▶ **Goal of the exercise**
From the question-and-answer exchange on split-brain patients, reproduce word for word the part starting at "That said, here" and ending at "Carnegie Mellon University.".

▶ **Supplied passage**
┄┄┄┄┄┄┄┄┄┄
Question from Ratburn:
In 2017, two scientists did tests with split brain patients, and even with the left and right hemisphere severed, there still seemed to be a unified consciousness. Here is the actual study:
Here is an article which elaborates on it:
Would love to get some insight.
Answer by SmartLX:
The implication here is that split-brain subjects behaving more normally than first thought possible may contradict materialism, as two separate halves of the brain are still somehow communicating and functioning as one consciousness. Red flag right off the bat: this is an argument from ignorance if one were to make it directly, because the mere absence of an explanation is used to assert the influence of the supernatural. Even if it sounds convincing subjectively (not to everyone, by the nature of subjectivity) it can’t be called logical until every natural possibility is ruled out. In this way it’s similar to the mysteries of consciousness itself.
That said, here are some points that make it sound less convincing.
– From the article: once the main link is severed, “the hemispheres have virtually no means of exchanging information” (emphasis mine). If there is any means at all, it will be working overtime to compensate for the lost connection as much as possible. This is what the brain does to cope with any injury, as described in this article from Carnegie Mellon University.
– The classic experiment is to put objects in different hands for the subject to describe. A lot of the writing is ambiguous about whether the opposite eye is blocked off for this; if the side of the brain that controls talking gets any information for itself it may be able to learn to process it independently.
– See this response from Neuroskeptic: the subjects had been brain-split for decades, giving every opportunity for the brain to knit itself back together, functionally or structurally, any way it can. The author of your article is one of the authors of the study, which admits this.
Question from A:
“science is religion… people think gravity is proven, it has never been proven, and name the experiment that “proved” it, or at the very least, wasn’t disproven…… as nikola tesla said “science has substituted experiments for math, and it has no relation to reality”…. then u have things like cancer, that have easy cures…..
┄┄┄┄┄┄┄┄┄┄
▶ **Record extracts**
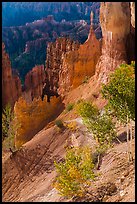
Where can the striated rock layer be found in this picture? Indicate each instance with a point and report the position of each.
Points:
(68, 63)
(34, 82)
(115, 24)
(79, 65)
(54, 63)
(11, 85)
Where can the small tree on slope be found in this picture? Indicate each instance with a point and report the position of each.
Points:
(120, 92)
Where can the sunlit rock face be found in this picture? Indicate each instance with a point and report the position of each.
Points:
(34, 82)
(54, 63)
(115, 20)
(11, 85)
(132, 5)
(79, 65)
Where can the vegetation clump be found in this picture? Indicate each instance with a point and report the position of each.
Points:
(10, 126)
(59, 124)
(74, 174)
(120, 92)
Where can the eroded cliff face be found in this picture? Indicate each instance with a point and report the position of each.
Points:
(11, 85)
(54, 63)
(34, 82)
(68, 63)
(115, 23)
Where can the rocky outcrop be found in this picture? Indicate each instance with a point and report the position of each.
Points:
(11, 85)
(27, 44)
(132, 5)
(54, 62)
(80, 64)
(115, 24)
(34, 82)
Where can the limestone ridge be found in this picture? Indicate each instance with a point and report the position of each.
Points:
(11, 85)
(68, 62)
(34, 82)
(54, 62)
(115, 20)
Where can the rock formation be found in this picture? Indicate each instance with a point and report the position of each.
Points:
(115, 24)
(34, 82)
(69, 63)
(54, 62)
(80, 64)
(132, 5)
(11, 85)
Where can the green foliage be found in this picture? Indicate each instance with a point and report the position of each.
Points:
(74, 172)
(59, 123)
(7, 117)
(120, 92)
(103, 130)
(9, 128)
(70, 107)
(101, 126)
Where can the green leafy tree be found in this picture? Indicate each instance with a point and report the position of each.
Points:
(75, 172)
(9, 128)
(120, 92)
(101, 126)
(87, 110)
(7, 117)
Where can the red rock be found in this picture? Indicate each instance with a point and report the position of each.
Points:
(34, 82)
(115, 24)
(11, 86)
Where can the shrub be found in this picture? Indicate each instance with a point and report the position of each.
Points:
(75, 172)
(59, 123)
(72, 125)
(69, 107)
(101, 126)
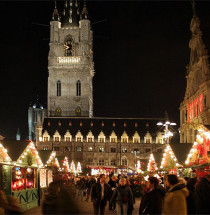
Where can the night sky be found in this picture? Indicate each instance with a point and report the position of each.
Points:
(140, 54)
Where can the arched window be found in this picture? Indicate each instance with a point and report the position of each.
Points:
(58, 88)
(68, 46)
(58, 112)
(78, 111)
(78, 88)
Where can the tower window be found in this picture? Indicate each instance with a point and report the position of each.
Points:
(58, 88)
(78, 111)
(68, 46)
(58, 112)
(78, 88)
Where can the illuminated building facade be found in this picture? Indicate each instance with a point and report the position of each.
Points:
(195, 108)
(69, 127)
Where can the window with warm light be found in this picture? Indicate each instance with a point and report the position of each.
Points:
(147, 140)
(113, 140)
(101, 149)
(68, 148)
(68, 139)
(58, 88)
(78, 88)
(124, 162)
(90, 161)
(147, 150)
(113, 162)
(113, 150)
(124, 140)
(124, 150)
(56, 148)
(101, 161)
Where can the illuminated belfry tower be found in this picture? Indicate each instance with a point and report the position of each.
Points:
(70, 62)
(195, 108)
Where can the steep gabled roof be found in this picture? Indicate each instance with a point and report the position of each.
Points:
(181, 150)
(158, 156)
(15, 147)
(44, 155)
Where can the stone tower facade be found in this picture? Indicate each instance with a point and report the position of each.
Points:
(195, 108)
(70, 63)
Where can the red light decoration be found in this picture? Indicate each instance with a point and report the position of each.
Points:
(194, 108)
(200, 108)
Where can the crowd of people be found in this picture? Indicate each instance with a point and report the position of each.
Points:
(178, 196)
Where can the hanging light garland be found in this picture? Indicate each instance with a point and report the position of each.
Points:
(152, 167)
(4, 154)
(72, 167)
(166, 156)
(138, 167)
(199, 151)
(30, 149)
(79, 168)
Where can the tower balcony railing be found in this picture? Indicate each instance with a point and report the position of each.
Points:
(69, 61)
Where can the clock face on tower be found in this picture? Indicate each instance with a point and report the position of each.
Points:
(68, 46)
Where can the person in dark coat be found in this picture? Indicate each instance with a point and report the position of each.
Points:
(99, 195)
(202, 196)
(123, 197)
(112, 183)
(191, 183)
(152, 201)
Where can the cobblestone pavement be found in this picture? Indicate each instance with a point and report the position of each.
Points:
(85, 208)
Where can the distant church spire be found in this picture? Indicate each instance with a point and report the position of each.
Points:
(84, 14)
(71, 14)
(18, 134)
(193, 7)
(55, 16)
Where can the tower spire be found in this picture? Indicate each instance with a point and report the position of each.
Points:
(55, 16)
(84, 14)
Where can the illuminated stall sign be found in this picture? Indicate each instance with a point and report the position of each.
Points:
(195, 108)
(43, 178)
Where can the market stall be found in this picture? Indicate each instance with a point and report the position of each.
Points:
(21, 171)
(198, 158)
(50, 165)
(97, 170)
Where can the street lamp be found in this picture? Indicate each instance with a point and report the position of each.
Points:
(167, 132)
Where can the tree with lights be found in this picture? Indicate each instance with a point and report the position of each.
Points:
(169, 161)
(152, 167)
(198, 154)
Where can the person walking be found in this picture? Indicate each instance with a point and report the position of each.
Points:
(123, 197)
(89, 185)
(191, 183)
(175, 199)
(113, 184)
(152, 201)
(202, 195)
(80, 186)
(99, 195)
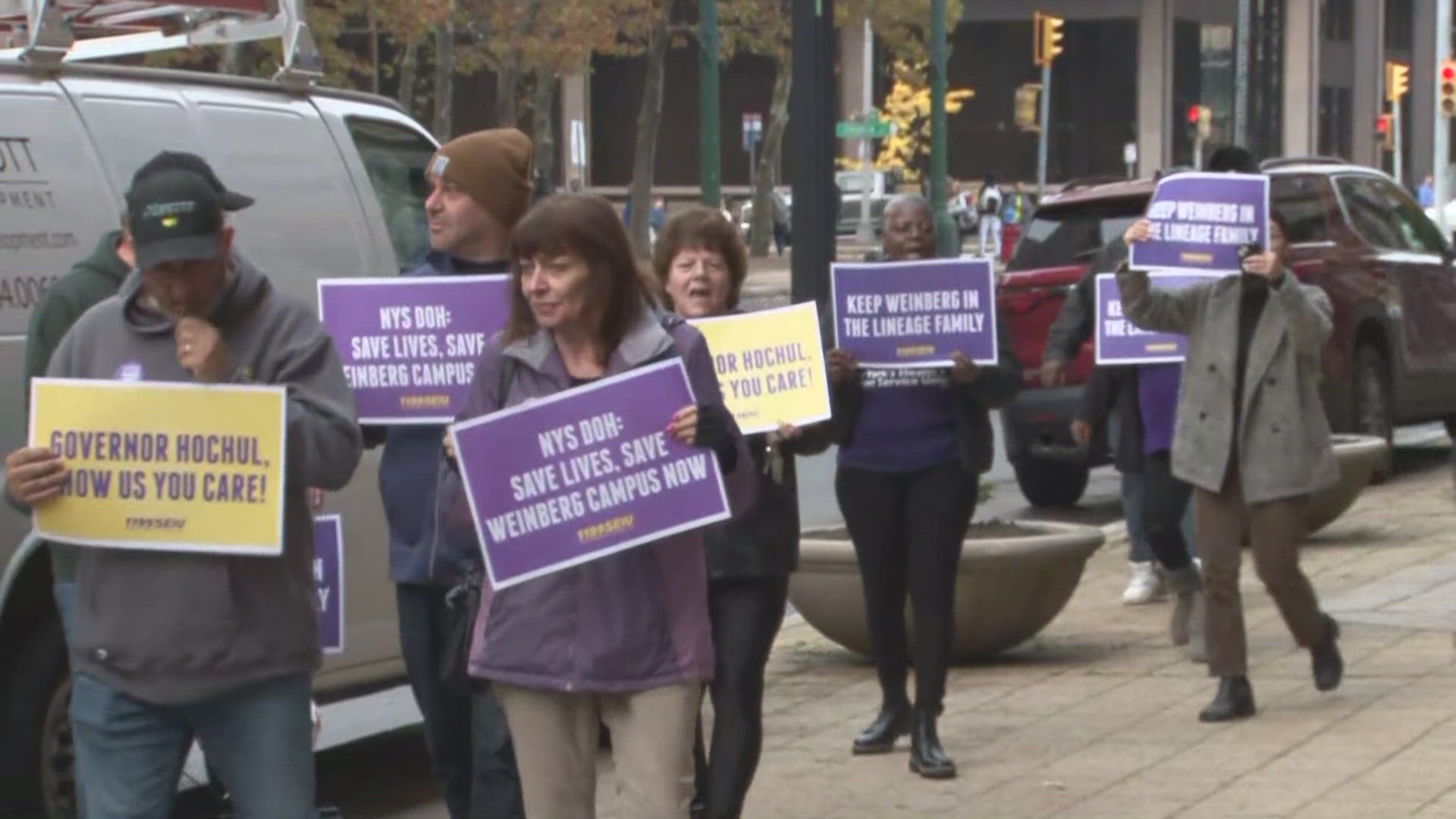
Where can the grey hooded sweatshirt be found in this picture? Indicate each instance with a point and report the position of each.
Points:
(175, 629)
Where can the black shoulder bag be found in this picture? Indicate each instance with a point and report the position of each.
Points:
(463, 601)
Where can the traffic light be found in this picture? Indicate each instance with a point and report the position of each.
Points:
(1046, 41)
(1449, 89)
(1397, 80)
(1200, 121)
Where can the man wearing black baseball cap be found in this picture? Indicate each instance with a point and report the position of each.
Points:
(166, 646)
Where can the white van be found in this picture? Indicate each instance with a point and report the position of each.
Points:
(340, 186)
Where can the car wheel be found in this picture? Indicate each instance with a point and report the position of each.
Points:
(36, 752)
(1372, 410)
(1052, 483)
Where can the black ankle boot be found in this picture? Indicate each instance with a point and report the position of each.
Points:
(927, 755)
(881, 735)
(1324, 657)
(1235, 700)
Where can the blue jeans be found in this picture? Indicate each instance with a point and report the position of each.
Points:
(130, 754)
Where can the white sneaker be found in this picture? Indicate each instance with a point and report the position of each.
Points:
(1145, 586)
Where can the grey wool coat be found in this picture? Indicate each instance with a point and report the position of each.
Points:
(1283, 435)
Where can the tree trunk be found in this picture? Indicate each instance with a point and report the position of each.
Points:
(408, 74)
(444, 80)
(648, 120)
(507, 96)
(770, 153)
(373, 52)
(544, 118)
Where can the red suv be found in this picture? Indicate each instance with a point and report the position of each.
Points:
(1386, 267)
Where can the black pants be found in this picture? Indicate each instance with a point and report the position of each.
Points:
(908, 531)
(746, 618)
(1165, 502)
(469, 744)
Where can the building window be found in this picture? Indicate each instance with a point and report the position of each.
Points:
(1400, 25)
(1337, 19)
(1335, 121)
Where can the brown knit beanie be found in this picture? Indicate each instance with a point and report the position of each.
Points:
(494, 167)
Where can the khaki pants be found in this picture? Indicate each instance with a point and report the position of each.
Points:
(557, 738)
(1276, 531)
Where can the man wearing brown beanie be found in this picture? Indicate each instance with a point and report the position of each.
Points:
(482, 186)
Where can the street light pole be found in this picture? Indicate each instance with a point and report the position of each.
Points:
(1440, 183)
(710, 152)
(946, 232)
(867, 234)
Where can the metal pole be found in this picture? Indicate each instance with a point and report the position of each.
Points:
(1241, 72)
(867, 234)
(710, 152)
(1398, 165)
(946, 238)
(1046, 129)
(1440, 183)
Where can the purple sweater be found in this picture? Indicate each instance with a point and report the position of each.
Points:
(625, 623)
(1158, 404)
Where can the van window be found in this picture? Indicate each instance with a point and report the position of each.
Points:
(1301, 200)
(397, 159)
(1386, 218)
(1074, 234)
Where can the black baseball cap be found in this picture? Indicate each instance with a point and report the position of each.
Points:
(175, 216)
(184, 161)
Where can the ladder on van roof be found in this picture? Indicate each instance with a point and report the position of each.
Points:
(66, 31)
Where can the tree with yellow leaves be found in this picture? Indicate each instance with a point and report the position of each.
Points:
(908, 108)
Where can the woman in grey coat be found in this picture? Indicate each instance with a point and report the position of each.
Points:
(1253, 439)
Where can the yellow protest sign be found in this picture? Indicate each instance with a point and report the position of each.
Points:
(171, 466)
(770, 366)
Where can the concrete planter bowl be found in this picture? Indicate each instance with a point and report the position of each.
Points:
(1008, 588)
(1357, 458)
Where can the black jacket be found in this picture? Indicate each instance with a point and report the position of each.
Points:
(1114, 391)
(764, 539)
(1074, 324)
(993, 387)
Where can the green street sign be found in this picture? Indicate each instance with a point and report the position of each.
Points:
(858, 130)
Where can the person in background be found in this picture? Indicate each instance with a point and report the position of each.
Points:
(701, 264)
(913, 445)
(626, 637)
(987, 206)
(481, 188)
(168, 646)
(1254, 444)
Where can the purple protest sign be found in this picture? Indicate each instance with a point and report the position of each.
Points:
(1120, 341)
(328, 580)
(1201, 221)
(410, 344)
(584, 474)
(916, 314)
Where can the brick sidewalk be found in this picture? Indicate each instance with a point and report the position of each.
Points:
(1097, 717)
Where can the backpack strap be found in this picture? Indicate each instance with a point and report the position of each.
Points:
(503, 390)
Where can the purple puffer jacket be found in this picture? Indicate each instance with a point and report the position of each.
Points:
(629, 621)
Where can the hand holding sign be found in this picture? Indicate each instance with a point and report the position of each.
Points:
(36, 475)
(1138, 232)
(963, 369)
(840, 366)
(201, 350)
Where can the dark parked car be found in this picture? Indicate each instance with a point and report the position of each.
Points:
(1354, 232)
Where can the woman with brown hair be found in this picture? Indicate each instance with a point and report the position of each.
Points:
(622, 640)
(701, 264)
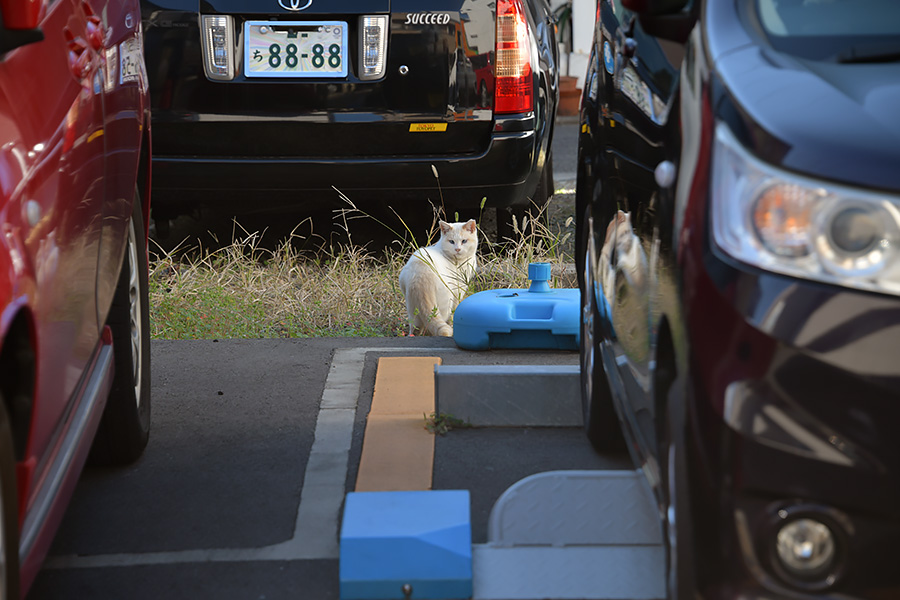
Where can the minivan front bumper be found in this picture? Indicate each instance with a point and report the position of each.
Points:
(797, 408)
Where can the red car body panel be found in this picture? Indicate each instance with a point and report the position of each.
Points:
(73, 120)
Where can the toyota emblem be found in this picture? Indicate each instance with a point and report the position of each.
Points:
(294, 5)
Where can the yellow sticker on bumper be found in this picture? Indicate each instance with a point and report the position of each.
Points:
(427, 127)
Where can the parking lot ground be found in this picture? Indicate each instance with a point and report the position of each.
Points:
(221, 505)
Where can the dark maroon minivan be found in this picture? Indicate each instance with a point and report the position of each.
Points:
(739, 238)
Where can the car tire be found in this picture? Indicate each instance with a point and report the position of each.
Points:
(601, 423)
(9, 512)
(678, 523)
(125, 426)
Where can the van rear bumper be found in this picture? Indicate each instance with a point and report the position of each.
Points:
(504, 173)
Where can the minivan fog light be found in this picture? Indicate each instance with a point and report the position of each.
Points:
(218, 47)
(806, 548)
(372, 46)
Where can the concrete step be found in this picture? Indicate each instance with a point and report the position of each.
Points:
(572, 534)
(510, 395)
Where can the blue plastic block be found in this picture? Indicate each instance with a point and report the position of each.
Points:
(390, 539)
(540, 317)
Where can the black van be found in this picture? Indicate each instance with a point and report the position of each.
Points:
(270, 104)
(739, 237)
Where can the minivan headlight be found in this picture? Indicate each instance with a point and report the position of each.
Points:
(799, 226)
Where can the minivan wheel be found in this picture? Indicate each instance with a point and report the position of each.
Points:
(675, 480)
(9, 530)
(601, 424)
(125, 426)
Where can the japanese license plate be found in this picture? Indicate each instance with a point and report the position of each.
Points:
(295, 49)
(130, 61)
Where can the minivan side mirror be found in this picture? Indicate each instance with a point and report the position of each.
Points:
(20, 21)
(667, 19)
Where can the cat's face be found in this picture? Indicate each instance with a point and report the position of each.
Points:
(459, 240)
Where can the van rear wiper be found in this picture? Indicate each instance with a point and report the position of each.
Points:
(876, 52)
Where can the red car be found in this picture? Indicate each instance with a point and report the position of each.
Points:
(74, 202)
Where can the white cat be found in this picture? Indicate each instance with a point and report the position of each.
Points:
(436, 278)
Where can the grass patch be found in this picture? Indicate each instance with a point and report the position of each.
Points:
(440, 424)
(245, 291)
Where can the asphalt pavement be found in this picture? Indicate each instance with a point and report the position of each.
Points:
(213, 509)
(216, 506)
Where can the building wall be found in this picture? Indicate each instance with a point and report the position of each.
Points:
(576, 62)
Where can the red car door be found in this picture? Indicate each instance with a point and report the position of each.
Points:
(116, 29)
(51, 94)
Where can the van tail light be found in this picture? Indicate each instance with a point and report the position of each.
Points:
(373, 46)
(218, 46)
(513, 81)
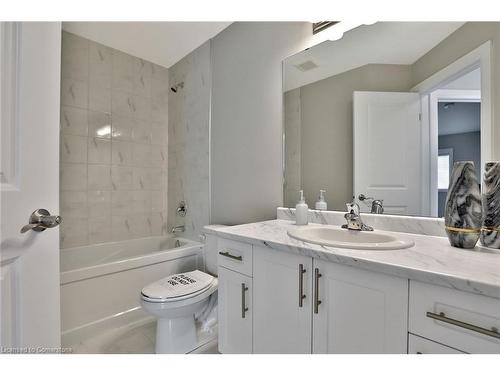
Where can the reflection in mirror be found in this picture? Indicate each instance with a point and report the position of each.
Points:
(385, 112)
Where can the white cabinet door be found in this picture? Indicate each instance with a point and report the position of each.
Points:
(420, 345)
(388, 154)
(360, 311)
(282, 319)
(235, 312)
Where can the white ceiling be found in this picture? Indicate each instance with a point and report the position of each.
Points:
(163, 43)
(469, 81)
(379, 43)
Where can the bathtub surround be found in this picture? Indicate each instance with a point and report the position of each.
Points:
(189, 142)
(114, 138)
(463, 206)
(490, 231)
(101, 284)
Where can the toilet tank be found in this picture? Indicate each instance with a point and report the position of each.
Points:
(210, 249)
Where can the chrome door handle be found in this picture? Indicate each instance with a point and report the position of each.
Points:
(302, 271)
(317, 302)
(40, 220)
(493, 332)
(244, 309)
(226, 254)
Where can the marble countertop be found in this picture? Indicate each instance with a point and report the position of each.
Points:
(431, 260)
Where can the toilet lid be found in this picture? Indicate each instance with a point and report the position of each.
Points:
(178, 286)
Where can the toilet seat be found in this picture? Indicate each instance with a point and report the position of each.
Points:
(178, 287)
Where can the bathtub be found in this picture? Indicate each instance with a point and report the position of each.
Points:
(101, 284)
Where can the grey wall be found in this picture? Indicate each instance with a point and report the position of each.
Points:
(458, 44)
(247, 118)
(293, 128)
(466, 146)
(326, 129)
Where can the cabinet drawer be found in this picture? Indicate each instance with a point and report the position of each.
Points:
(466, 321)
(234, 255)
(419, 345)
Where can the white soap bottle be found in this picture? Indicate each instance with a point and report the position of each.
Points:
(321, 203)
(301, 210)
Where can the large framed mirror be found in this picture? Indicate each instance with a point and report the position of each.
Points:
(384, 113)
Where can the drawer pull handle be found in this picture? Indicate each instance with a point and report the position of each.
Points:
(235, 257)
(317, 302)
(302, 271)
(244, 308)
(493, 332)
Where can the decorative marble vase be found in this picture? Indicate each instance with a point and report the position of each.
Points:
(462, 214)
(490, 231)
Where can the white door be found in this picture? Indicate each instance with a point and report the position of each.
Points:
(29, 270)
(360, 312)
(282, 302)
(235, 312)
(388, 150)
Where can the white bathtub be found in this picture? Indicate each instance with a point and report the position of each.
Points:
(101, 284)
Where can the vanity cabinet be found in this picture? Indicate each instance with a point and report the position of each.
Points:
(235, 296)
(282, 302)
(303, 305)
(278, 302)
(358, 311)
(466, 321)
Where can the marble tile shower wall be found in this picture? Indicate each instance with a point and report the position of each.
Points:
(189, 142)
(114, 144)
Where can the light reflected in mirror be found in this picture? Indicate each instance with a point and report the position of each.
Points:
(385, 112)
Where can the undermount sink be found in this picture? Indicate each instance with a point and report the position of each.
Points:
(350, 239)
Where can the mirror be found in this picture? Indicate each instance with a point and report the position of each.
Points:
(385, 112)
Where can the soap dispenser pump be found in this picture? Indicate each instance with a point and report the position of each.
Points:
(301, 210)
(321, 203)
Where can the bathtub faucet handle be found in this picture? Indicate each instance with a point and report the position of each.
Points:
(40, 220)
(178, 229)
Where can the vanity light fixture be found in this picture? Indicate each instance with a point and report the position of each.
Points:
(322, 25)
(333, 30)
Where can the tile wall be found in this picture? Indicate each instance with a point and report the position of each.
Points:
(114, 145)
(189, 142)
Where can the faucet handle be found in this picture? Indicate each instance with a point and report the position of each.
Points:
(353, 207)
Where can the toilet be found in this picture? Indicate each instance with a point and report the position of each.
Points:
(174, 301)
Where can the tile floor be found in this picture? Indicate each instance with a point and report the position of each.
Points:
(135, 339)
┄┄┄┄┄┄┄┄┄┄
▶ **Exercise response**
That said, here are some points that make it sound less convincing.
– From the article: once the main link is severed, “the hemispheres have virtually no means of exchanging information” (emphasis mine). If there is any means at all, it will be working overtime to compensate for the lost connection as much as possible. This is what the brain does to cope with any injury, as described in this article from Carnegie Mellon University.